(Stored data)

== Segment start ==

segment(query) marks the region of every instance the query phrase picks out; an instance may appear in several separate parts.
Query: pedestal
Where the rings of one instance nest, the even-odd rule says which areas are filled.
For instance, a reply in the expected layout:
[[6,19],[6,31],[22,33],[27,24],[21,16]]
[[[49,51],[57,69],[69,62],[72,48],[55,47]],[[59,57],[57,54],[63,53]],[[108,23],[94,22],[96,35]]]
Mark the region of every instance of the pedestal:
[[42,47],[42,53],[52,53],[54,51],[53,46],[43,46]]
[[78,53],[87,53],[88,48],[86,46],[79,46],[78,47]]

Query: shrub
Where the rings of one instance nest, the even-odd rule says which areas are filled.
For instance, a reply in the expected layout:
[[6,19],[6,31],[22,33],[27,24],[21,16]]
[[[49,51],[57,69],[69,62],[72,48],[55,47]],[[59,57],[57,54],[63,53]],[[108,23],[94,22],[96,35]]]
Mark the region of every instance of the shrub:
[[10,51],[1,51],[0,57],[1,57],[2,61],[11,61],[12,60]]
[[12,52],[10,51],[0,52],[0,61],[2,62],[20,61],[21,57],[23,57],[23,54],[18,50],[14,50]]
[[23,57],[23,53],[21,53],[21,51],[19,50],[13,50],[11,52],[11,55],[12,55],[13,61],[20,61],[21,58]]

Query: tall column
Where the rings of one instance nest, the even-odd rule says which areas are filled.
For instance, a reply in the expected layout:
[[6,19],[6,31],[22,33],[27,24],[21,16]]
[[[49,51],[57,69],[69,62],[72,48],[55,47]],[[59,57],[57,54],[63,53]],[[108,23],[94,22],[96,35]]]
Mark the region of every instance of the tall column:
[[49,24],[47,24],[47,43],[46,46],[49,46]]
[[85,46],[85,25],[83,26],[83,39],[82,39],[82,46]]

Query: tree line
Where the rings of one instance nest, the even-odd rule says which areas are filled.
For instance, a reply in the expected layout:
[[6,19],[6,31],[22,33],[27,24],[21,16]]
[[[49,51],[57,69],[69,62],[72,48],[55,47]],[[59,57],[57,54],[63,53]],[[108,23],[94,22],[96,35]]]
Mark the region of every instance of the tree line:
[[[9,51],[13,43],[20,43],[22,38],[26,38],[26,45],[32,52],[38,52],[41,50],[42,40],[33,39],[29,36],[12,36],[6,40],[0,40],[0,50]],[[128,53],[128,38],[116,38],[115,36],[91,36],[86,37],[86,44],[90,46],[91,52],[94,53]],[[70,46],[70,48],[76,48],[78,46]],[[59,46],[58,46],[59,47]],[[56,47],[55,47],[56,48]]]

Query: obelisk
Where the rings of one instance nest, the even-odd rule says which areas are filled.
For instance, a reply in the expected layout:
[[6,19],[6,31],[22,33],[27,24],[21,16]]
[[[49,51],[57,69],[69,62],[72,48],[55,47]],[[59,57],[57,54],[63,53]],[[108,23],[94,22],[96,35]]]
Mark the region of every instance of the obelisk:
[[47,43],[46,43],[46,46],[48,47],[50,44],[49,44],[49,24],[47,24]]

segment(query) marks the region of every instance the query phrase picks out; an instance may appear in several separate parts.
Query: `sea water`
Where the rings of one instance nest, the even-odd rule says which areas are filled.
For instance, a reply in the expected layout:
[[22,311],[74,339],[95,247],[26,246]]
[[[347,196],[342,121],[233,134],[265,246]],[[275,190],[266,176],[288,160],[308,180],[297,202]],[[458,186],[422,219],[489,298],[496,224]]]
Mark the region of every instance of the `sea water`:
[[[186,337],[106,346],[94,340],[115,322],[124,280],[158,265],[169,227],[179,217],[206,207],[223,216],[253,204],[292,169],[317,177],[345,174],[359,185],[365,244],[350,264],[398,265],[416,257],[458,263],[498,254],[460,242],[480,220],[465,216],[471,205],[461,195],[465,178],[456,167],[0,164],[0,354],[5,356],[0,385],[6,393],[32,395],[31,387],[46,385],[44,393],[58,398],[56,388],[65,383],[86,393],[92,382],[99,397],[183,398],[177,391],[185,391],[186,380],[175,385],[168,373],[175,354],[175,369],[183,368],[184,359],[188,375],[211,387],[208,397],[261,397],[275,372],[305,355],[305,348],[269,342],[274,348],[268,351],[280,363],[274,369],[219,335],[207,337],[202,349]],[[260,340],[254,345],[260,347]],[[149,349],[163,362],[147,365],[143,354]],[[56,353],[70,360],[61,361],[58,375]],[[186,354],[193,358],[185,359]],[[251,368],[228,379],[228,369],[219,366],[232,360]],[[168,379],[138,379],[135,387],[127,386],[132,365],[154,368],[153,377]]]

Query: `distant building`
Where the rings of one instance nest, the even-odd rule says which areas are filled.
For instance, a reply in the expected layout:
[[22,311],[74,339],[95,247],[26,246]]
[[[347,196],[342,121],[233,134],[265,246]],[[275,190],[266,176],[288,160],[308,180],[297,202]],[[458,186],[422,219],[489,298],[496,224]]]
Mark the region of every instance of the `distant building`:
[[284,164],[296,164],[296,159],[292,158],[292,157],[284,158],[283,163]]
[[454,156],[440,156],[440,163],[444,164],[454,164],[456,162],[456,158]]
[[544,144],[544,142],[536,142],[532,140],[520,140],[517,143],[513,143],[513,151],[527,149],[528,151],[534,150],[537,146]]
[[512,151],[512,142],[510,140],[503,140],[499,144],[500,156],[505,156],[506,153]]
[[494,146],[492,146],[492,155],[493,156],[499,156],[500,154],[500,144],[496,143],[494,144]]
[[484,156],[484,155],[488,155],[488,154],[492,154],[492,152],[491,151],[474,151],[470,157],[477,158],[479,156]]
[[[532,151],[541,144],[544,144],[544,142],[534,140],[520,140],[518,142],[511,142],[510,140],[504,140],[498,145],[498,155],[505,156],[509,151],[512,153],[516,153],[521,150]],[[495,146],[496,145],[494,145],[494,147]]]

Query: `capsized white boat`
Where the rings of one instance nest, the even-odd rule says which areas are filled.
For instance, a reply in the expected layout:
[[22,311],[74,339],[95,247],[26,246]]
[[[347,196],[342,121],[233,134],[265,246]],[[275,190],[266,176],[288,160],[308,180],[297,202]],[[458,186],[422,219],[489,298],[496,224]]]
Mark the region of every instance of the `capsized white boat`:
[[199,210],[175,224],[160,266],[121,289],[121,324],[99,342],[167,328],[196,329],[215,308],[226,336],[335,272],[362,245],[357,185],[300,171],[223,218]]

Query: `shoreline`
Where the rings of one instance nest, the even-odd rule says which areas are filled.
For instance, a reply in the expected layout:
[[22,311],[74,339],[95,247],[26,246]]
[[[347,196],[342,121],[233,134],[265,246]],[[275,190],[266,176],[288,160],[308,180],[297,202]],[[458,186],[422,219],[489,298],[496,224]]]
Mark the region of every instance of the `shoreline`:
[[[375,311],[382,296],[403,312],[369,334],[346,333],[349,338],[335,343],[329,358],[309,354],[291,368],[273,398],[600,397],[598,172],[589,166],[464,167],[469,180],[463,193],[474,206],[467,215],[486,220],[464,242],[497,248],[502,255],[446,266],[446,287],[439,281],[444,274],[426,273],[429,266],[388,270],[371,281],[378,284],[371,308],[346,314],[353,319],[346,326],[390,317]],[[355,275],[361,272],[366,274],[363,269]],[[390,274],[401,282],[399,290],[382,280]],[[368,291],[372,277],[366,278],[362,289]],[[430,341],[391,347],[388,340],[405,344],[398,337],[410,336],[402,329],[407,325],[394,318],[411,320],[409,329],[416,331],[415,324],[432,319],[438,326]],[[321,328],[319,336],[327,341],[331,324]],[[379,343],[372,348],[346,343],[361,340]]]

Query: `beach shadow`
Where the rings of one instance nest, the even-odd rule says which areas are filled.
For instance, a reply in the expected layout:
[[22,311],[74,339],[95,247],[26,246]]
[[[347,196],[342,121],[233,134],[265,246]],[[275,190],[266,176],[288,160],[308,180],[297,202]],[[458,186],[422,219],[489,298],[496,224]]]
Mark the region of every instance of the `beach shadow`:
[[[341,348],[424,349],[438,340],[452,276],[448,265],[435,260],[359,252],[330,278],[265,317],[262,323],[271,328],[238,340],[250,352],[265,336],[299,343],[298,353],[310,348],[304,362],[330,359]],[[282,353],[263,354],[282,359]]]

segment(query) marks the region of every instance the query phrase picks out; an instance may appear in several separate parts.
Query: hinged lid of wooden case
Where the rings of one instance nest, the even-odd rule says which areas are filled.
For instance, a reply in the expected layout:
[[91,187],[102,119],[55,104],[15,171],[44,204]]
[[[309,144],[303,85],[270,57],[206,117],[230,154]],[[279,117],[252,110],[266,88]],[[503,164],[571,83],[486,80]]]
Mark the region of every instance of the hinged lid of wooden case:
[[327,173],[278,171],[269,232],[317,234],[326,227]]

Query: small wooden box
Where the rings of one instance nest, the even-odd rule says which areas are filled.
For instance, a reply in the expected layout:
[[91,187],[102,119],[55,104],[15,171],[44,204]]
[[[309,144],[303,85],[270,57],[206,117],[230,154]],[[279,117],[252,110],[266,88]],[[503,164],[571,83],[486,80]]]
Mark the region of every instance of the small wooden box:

== Segment end ==

Exercise instructions: Every line from the one containing "Mark the region of every instance of the hinged" to the close of the records must be reproduced exactly. Include both ends and nothing more.

Reply:
Mark the region of every instance of the hinged lid of wooden case:
[[327,173],[278,171],[269,232],[317,234],[326,227]]

Query: small wooden box
Where the rings of one instance nest, the even-odd rule says which areas are filled.
For instance, a reply in the expected layout:
[[91,187],[102,119],[55,104],[15,171],[44,204]]
[[[309,144],[303,85],[270,57],[206,117],[230,154]],[[279,117],[252,110],[266,88]],[[503,164],[571,83],[486,80]]]
Mark the region of every instance of the small wooden box:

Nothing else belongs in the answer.